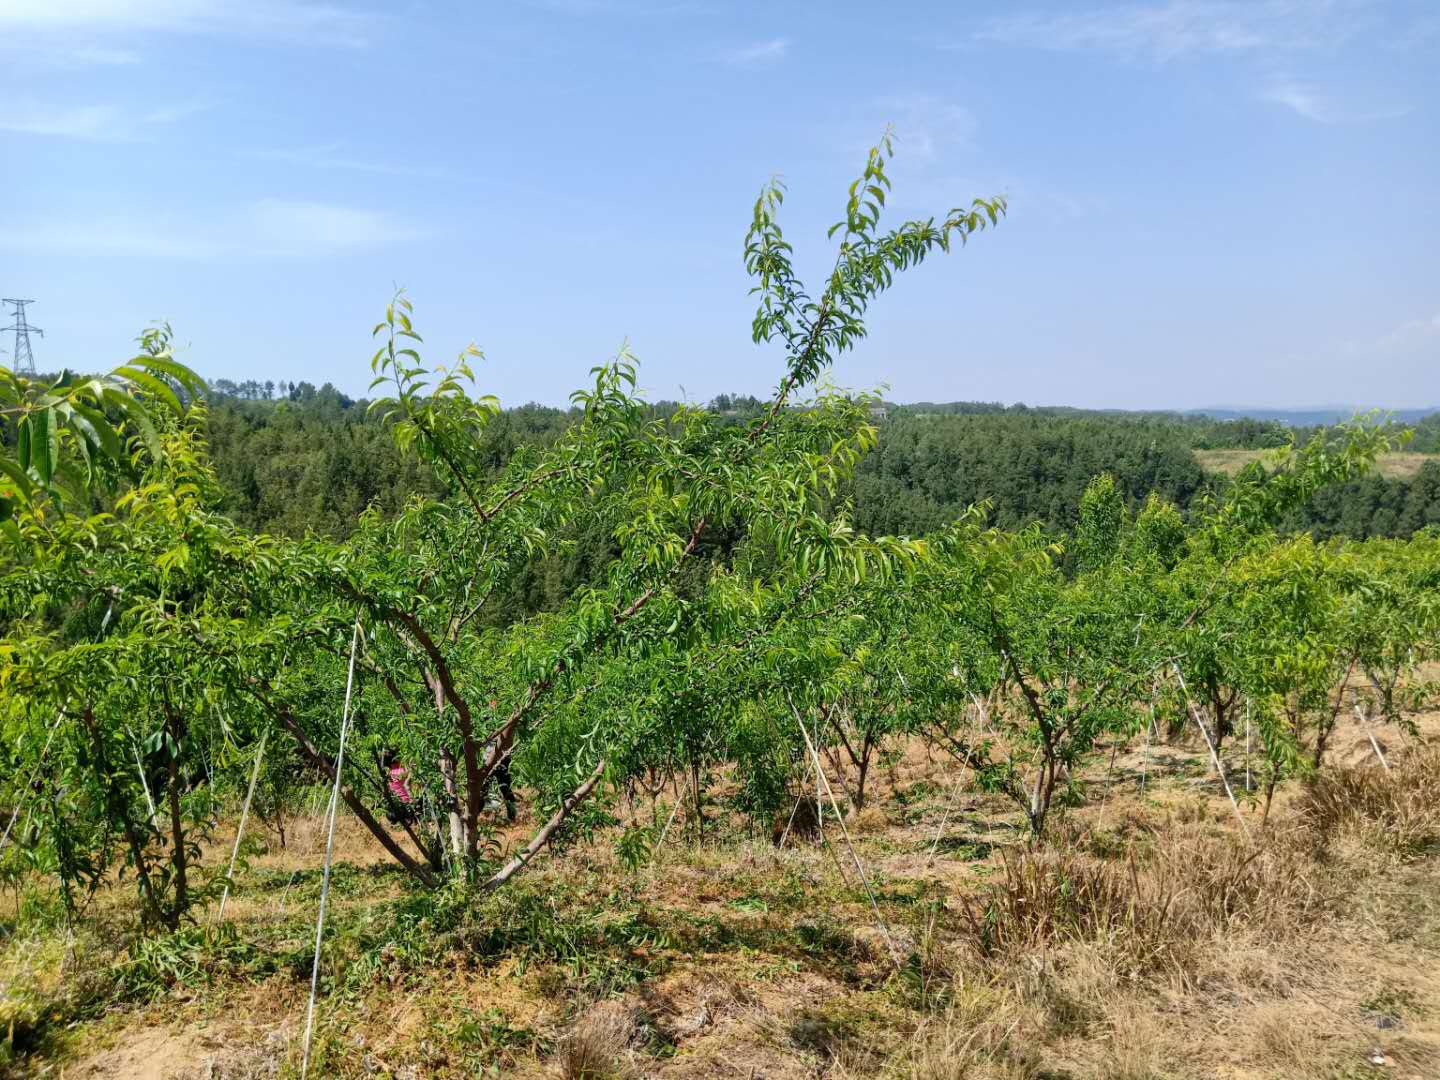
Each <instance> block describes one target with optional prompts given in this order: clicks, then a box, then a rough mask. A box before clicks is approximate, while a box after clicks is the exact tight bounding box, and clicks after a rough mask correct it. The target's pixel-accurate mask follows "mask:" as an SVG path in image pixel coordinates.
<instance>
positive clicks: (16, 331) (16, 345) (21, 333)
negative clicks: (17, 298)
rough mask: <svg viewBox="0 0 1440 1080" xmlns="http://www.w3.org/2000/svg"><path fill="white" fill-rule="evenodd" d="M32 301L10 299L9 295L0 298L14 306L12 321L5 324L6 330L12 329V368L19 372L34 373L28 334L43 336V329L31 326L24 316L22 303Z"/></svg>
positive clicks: (34, 367) (7, 302)
mask: <svg viewBox="0 0 1440 1080" xmlns="http://www.w3.org/2000/svg"><path fill="white" fill-rule="evenodd" d="M33 302H35V301H33V300H12V298H10V297H4V298H3V300H0V304H9V305H10V307H12V308H14V323H12V324H10V325H7V327H6V330H13V331H14V353H13V354H12V357H10V360H12V363H14V370H16V372H17V373H20V374H35V353H32V351H30V334H39V336H40V337H45V331H43V330H40V328H39V327H32V325H30V324H29V323H27V321H26V318H24V305H26V304H33Z"/></svg>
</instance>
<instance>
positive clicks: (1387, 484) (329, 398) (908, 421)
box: [210, 379, 1440, 606]
mask: <svg viewBox="0 0 1440 1080" xmlns="http://www.w3.org/2000/svg"><path fill="white" fill-rule="evenodd" d="M210 387H212V402H210V445H212V452H213V455H215V464H216V468H217V471H219V475H220V480H222V482H223V485H225V490H226V492H228V500H229V505H228V507H226V508H228V510H229V511H230V513H232V514H233V516H235V517H236V518H238V520H239V521H240V523H242V524H245V526H249V527H251V528H255V530H264V531H274V533H284V534H291V536H302V534H304V533H305V531H307V530H314V531H317V533H323V534H327V536H343V534H346V533H347V531H348V530H350V528H351V527H353V524H354V521H356V517H357V516H359V514H360V513H361V511H363V510H366V508H367V507H370V505H374V507H376V508H377V510H379V511H380V513H393V511H395V510H396V508H399V507H400V505H402V504H403V503H405V500H406V498H408V497H409V495H410V494H413V492H418V491H431V492H432V494H439V492H433V491H432V487H433V484H435V481H433V480H432V478H431V474H429V472H428V469H425V468H422V467H420V465H419V462H416V461H415V459H413V458H402V455H400V454H399V452H397V451H396V448H395V445H393V444H392V441H390V438H389V433H387V432H386V431H384V428H383V426H382V425H380V423H379V422H377V420H374V419H372V418H369V416H367V413H366V403H364V402H357V400H353V399H350V397H347V396H344V395H343V393H340V392H338V390H336V389H334V387H333V386H330V384H325V386H323V387H320V389H317V387H314V386H312V384H310V383H255V382H251V383H240V384H236V383H232V382H229V380H225V379H217V380H215V382H213V383H212V384H210ZM654 408H655V410H657V412H660V413H664V412H667V410H672V409H674V408H675V405H674V403H667V402H658V403H655V406H654ZM710 408H711V409H714V410H717V412H720V413H723V415H729V416H734V418H736V422H743V420H744V419H746V416H749V415H752V413H753V410H755V409H757V408H759V402H757V400H756V399H755V397H749V396H732V395H720V396H719V397H716V399H714V400H713V402H710ZM876 416H877V425H878V428H880V445H878V446H877V449H876V451H874V452H873V454H871V455H870V456H868V458H865V459H864V461H863V462H861V465H860V468H858V471H857V475H855V478H854V482H852V490H851V491H850V500H851V501H852V504H854V523H855V526H857V527H858V528H861V530H864V531H870V533H877V534H878V533H890V534H910V536H914V534H922V533H926V531H930V530H933V528H936V527H939V526H942V524H945V523H946V521H950V520H953V518H955V517H956V516H958V514H960V513H962V511H963V510H965V507H968V505H971V504H972V503H981V501H986V503H988V504H989V508H991V520H992V523H994V524H996V526H1002V527H1005V528H1014V527H1017V526H1022V524H1027V523H1031V521H1038V523H1041V524H1043V526H1045V527H1053V528H1068V527H1071V526H1073V524H1074V521H1073V516H1074V513H1076V507H1077V505H1079V503H1080V495H1081V494H1083V491H1084V487H1086V484H1087V482H1089V481H1090V478H1092V477H1094V475H1096V474H1100V472H1109V474H1112V475H1113V477H1115V480H1116V482H1117V484H1119V487H1120V490H1122V491H1123V492H1125V495H1126V498H1128V500H1129V503H1130V504H1132V507H1138V505H1139V504H1140V503H1142V501H1143V500H1145V497H1146V495H1148V494H1149V492H1152V491H1155V492H1159V494H1161V495H1164V497H1165V498H1168V500H1171V501H1172V503H1175V504H1176V505H1179V507H1181V508H1182V510H1184V508H1188V507H1189V505H1191V504H1192V503H1194V501H1195V500H1197V498H1198V497H1201V495H1202V494H1204V492H1207V491H1215V490H1218V488H1220V487H1221V485H1224V484H1225V482H1227V481H1225V478H1224V477H1220V475H1215V474H1210V472H1205V471H1204V469H1202V468H1201V467H1200V464H1198V462H1197V459H1195V451H1198V449H1263V448H1269V446H1279V445H1283V444H1284V442H1286V441H1287V439H1289V438H1290V436H1292V435H1295V436H1296V438H1299V439H1302V441H1303V439H1305V438H1308V436H1309V435H1310V433H1312V431H1313V429H1305V428H1289V426H1286V425H1283V423H1280V422H1277V420H1253V419H1220V420H1217V419H1212V418H1208V416H1187V415H1179V413H1161V412H1155V413H1138V412H1100V410H1081V409H1063V408H1043V409H1041V408H1027V406H1022V405H1015V406H1002V405H986V403H965V402H960V403H948V405H930V403H926V405H887V406H884V408H883V409H877V410H876ZM572 419H573V413H572V412H569V410H566V409H554V408H547V406H540V405H524V406H520V408H516V409H508V410H505V412H504V413H503V415H501V416H500V418H498V419H497V420H495V422H494V423H492V425H491V428H490V429H488V431H487V433H485V442H487V448H485V449H487V454H488V455H490V459H491V461H492V464H494V467H495V469H498V468H500V467H501V465H503V464H504V462H505V461H507V459H508V458H510V455H511V454H514V452H516V449H518V448H521V446H526V445H537V444H546V442H549V441H552V439H554V438H556V436H557V435H559V433H560V432H562V431H563V429H564V426H566V425H567V423H570V422H572ZM1408 426H1411V428H1413V429H1414V432H1416V438H1414V441H1413V442H1411V444H1410V446H1408V449H1411V451H1420V452H1427V454H1430V452H1440V413H1433V415H1430V416H1426V418H1424V419H1421V420H1418V422H1413V423H1410V425H1408ZM1292 524H1293V527H1296V528H1309V530H1313V533H1315V534H1316V536H1318V537H1331V536H1354V537H1367V536H1391V537H1394V536H1410V534H1411V533H1414V531H1416V530H1418V528H1423V527H1426V526H1440V456H1437V459H1436V461H1428V462H1426V464H1424V465H1421V468H1420V469H1418V472H1416V475H1413V477H1410V478H1404V480H1400V478H1387V477H1380V475H1371V477H1369V478H1367V480H1362V481H1358V482H1354V484H1349V485H1345V487H1342V488H1335V490H1331V491H1326V492H1323V494H1322V495H1320V497H1318V498H1316V500H1315V501H1313V503H1312V504H1310V505H1309V507H1308V508H1306V510H1305V511H1303V514H1300V516H1299V517H1297V518H1296V520H1295V521H1293V523H1292ZM596 544H599V546H600V547H603V544H605V540H603V539H595V540H592V541H590V543H585V541H582V540H579V539H576V544H573V549H575V550H573V553H572V556H569V557H567V560H566V563H567V564H559V566H556V567H554V573H556V576H557V577H556V580H554V582H550V583H546V582H534V583H531V588H533V589H534V590H536V595H534V596H531V598H528V600H530V603H533V605H539V606H546V600H547V596H546V593H549V592H552V590H562V589H563V588H564V583H566V580H569V579H570V577H572V575H576V573H579V575H585V573H586V569H585V567H586V566H593V564H595V562H596V560H603V557H605V552H603V550H596ZM557 595H560V592H557Z"/></svg>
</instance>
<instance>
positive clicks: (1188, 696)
mask: <svg viewBox="0 0 1440 1080" xmlns="http://www.w3.org/2000/svg"><path fill="white" fill-rule="evenodd" d="M1171 667H1172V668H1174V670H1175V678H1178V680H1179V688H1181V693H1184V694H1185V704H1187V706H1189V714H1191V716H1192V717H1195V724H1197V726H1198V727H1200V733H1201V734H1202V736H1204V737H1205V749H1207V750H1210V760H1211V762H1212V763H1214V766H1215V772H1217V773H1220V782H1221V783H1223V785H1224V786H1225V795H1228V796H1230V806H1231V809H1234V812H1236V821H1238V822H1240V831H1241V832H1244V834H1246V840H1247V841H1248V840H1250V827H1248V825H1246V816H1244V815H1243V814H1241V812H1240V804H1238V802H1237V801H1236V793H1234V792H1233V791H1231V789H1230V778H1228V776H1225V766H1224V765H1221V763H1220V755H1218V753H1215V744H1214V743H1212V742H1211V740H1210V732H1208V730H1207V727H1205V721H1204V720H1201V719H1200V710H1198V708H1197V707H1195V703H1194V701H1191V698H1189V690H1188V688H1187V687H1185V677H1184V675H1182V674H1179V664H1172V665H1171Z"/></svg>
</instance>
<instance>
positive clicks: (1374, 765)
mask: <svg viewBox="0 0 1440 1080" xmlns="http://www.w3.org/2000/svg"><path fill="white" fill-rule="evenodd" d="M1297 808H1299V812H1300V814H1302V816H1303V819H1305V822H1306V824H1308V825H1309V827H1310V828H1312V829H1313V831H1315V834H1316V835H1318V837H1319V838H1320V840H1322V841H1323V842H1329V841H1332V840H1335V838H1341V840H1345V838H1352V840H1356V841H1359V844H1361V845H1362V847H1367V848H1377V847H1378V848H1381V850H1390V851H1395V852H1400V854H1403V855H1418V854H1426V852H1428V851H1431V850H1433V848H1434V847H1436V844H1437V842H1440V746H1423V747H1420V749H1417V750H1414V752H1411V753H1407V755H1404V756H1403V757H1400V759H1398V760H1395V762H1392V763H1391V769H1390V770H1388V772H1387V770H1384V769H1381V768H1380V765H1378V763H1375V765H1369V763H1367V765H1362V766H1341V768H1335V769H1329V770H1326V772H1323V773H1320V775H1319V776H1318V778H1316V779H1315V780H1312V782H1310V783H1308V785H1306V786H1305V791H1303V795H1302V796H1300V799H1299V802H1297Z"/></svg>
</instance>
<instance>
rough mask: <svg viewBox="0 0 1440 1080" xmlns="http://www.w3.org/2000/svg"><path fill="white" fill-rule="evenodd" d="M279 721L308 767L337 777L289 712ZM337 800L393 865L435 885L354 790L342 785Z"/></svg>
mask: <svg viewBox="0 0 1440 1080" xmlns="http://www.w3.org/2000/svg"><path fill="white" fill-rule="evenodd" d="M279 720H281V723H282V724H284V726H285V730H287V732H289V733H291V734H292V736H294V737H295V743H297V744H298V746H300V752H301V755H304V757H305V759H307V760H308V762H310V763H311V765H314V766H317V768H318V769H320V770H321V772H323V773H324V775H325V776H328V778H330V779H331V780H333V779H334V776H336V766H334V762H331V760H330V759H328V757H325V755H323V753H321V752H320V749H318V747H317V746H315V744H314V743H312V742H310V736H307V734H305V729H302V727H301V726H300V723H297V720H295V717H294V714H291V713H289V711H288V710H282V711H281V713H279ZM340 798H343V799H344V801H346V805H347V806H350V811H351V812H353V814H354V815H356V816H357V818H359V819H360V824H361V825H364V827H366V828H367V829H369V831H370V835H372V837H374V838H376V840H377V841H380V847H383V848H384V850H386V851H389V852H390V855H392V857H393V858H395V861H396V863H399V864H400V865H402V867H405V868H406V870H408V871H409V873H410V874H412V876H413V877H415V878H418V880H419V881H420V883H422V884H425V886H431V887H433V886H435V884H436V881H435V874H432V873H431V868H429V867H426V865H423V864H422V863H419V861H416V858H415V857H413V855H412V854H410V852H409V851H406V850H405V848H402V847H400V845H399V844H396V842H395V837H392V835H390V832H389V829H386V828H384V825H382V824H380V822H379V821H376V819H374V815H373V814H372V812H370V809H369V806H366V805H364V804H363V802H361V801H360V798H359V796H357V795H356V793H354V791H353V789H351V788H350V786H348V785H344V786H341V789H340Z"/></svg>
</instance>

- - - - -

ASSIGNMENT = Please say how many lines in the records above contain the word "positive", and give only that number.

ANSWER BOX = 5